## AIM 1
Can you reproduce the Kid Kamillion interview between "The newest wave" and "music and hip-hop.", inclusive?
## AIM 2
Could you update the collection entries by replacing "trace" with "outline" throughout, leaving everything else unchanged?

## QUOTED PASSAGE
╔══
The newest wave of music to be embraced by the NOLA scene actually began in the '90s rave era, and has recently bloomed into a mainstream craze. But for semi-veteran EDM disc jockey and producer Kid Kamillion, this scene is what has taken him this far and it's here to stay. The Red Bull-sponsored DJ goes by other names, such as DJ Jive, and is one half of Force Feed Radio, the DJ duo that blasted the 2012 Voodoo Festival stages. While his personas are large and pretty famous in the city, this humble "Kid" claims to be just an average local guy with a love for dance music and hip-hop.
WYAT: Now that your persona has taken off, where does that leave the EDM duo Force Feed Radio? Are you still a group?
KK: Of course we're still a group, but we like to work at our own pace when it comes to that project, and we defi nitely create a lot of good music when we get together. As far as Force Feed Radio, we will always perform as a group, but there are possibilities of signing other artists and pretty much becoming an umbrella for all of our projects.
WYAT: What brought you to EDM (Electronic Dance Music)? Were you always a producer/DJ of EDM?
╚══
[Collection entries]
╔══
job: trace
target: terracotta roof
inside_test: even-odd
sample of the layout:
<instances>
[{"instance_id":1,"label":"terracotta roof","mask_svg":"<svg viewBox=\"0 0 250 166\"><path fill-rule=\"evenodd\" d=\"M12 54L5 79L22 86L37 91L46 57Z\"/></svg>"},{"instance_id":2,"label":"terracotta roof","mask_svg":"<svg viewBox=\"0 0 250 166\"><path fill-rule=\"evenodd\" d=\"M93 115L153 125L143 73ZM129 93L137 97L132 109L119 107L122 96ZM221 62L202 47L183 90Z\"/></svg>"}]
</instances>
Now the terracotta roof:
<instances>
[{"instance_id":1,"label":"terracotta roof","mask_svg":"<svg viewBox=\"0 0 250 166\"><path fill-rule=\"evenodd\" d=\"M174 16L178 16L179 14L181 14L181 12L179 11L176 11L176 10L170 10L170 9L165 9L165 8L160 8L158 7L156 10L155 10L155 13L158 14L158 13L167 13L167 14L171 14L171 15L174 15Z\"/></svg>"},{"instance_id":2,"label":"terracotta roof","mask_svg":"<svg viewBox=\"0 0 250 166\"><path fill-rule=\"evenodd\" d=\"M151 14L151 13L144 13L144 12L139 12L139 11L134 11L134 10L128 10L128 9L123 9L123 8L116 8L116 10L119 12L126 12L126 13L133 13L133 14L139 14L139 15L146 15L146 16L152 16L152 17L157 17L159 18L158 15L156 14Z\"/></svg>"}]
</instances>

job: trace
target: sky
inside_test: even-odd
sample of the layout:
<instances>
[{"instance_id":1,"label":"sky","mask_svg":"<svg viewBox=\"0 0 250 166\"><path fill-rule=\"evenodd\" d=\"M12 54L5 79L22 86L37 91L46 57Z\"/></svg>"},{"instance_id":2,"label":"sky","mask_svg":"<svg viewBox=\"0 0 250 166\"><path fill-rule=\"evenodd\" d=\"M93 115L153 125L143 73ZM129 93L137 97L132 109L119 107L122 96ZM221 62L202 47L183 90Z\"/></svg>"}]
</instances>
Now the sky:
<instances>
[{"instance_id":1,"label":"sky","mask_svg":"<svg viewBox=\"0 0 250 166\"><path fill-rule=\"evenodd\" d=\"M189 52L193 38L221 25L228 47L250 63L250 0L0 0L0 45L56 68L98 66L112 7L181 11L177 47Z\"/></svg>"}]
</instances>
╚══
## CORRECT RESPONSE 1
The newest wave of music to be embraced by the NOLA scene actually began in the '90s rave era, and has recently bloomed into a mainstream craze. But for semi-veteran EDM disc jockey and producer Kid Kamillion, this scene is what has taken him this far and it's here to stay. The Red Bull-sponsored DJ goes by other names, such as DJ Jive, and is one half of Force Feed Radio, the DJ duo that blasted the 2012 Voodoo Festival stages. While his personas are large and pretty famous in the city, this humble "Kid" claims to be just an average local guy with a love for dance music and hip-hop.

## CORRECT RESPONSE 2
job: outline
target: terracotta roof
inside_test: even-odd
sample of the layout:
<instances>
[{"instance_id":1,"label":"terracotta roof","mask_svg":"<svg viewBox=\"0 0 250 166\"><path fill-rule=\"evenodd\" d=\"M12 54L5 79L22 86L37 91L46 57Z\"/></svg>"},{"instance_id":2,"label":"terracotta roof","mask_svg":"<svg viewBox=\"0 0 250 166\"><path fill-rule=\"evenodd\" d=\"M93 115L153 125L143 73ZM129 93L137 97L132 109L119 107L122 96ZM221 62L202 47L183 90Z\"/></svg>"}]
</instances>
Now the terracotta roof:
<instances>
[{"instance_id":1,"label":"terracotta roof","mask_svg":"<svg viewBox=\"0 0 250 166\"><path fill-rule=\"evenodd\" d=\"M174 16L178 16L179 14L181 14L181 12L179 11L176 11L176 10L170 10L170 9L165 9L165 8L160 8L158 7L156 10L155 10L155 13L158 14L158 13L167 13L167 14L171 14L171 15L174 15Z\"/></svg>"},{"instance_id":2,"label":"terracotta roof","mask_svg":"<svg viewBox=\"0 0 250 166\"><path fill-rule=\"evenodd\" d=\"M151 14L151 13L144 13L144 12L139 12L139 11L134 11L134 10L128 10L128 9L123 9L123 8L116 8L116 10L119 12L126 12L126 13L133 13L133 14L139 14L139 15L146 15L146 16L152 16L152 17L157 17L159 18L158 15L156 14Z\"/></svg>"}]
</instances>

job: outline
target: sky
inside_test: even-odd
sample of the layout:
<instances>
[{"instance_id":1,"label":"sky","mask_svg":"<svg viewBox=\"0 0 250 166\"><path fill-rule=\"evenodd\" d=\"M12 54L5 79L22 86L37 91L46 57Z\"/></svg>"},{"instance_id":2,"label":"sky","mask_svg":"<svg viewBox=\"0 0 250 166\"><path fill-rule=\"evenodd\" d=\"M93 115L153 125L143 73ZM129 93L137 97L132 109L119 107L122 96ZM221 62L202 47L183 90Z\"/></svg>"}]
</instances>
Now the sky:
<instances>
[{"instance_id":1,"label":"sky","mask_svg":"<svg viewBox=\"0 0 250 166\"><path fill-rule=\"evenodd\" d=\"M189 52L193 38L221 25L228 47L250 63L250 0L0 0L0 45L56 68L98 66L112 7L181 11L177 47Z\"/></svg>"}]
</instances>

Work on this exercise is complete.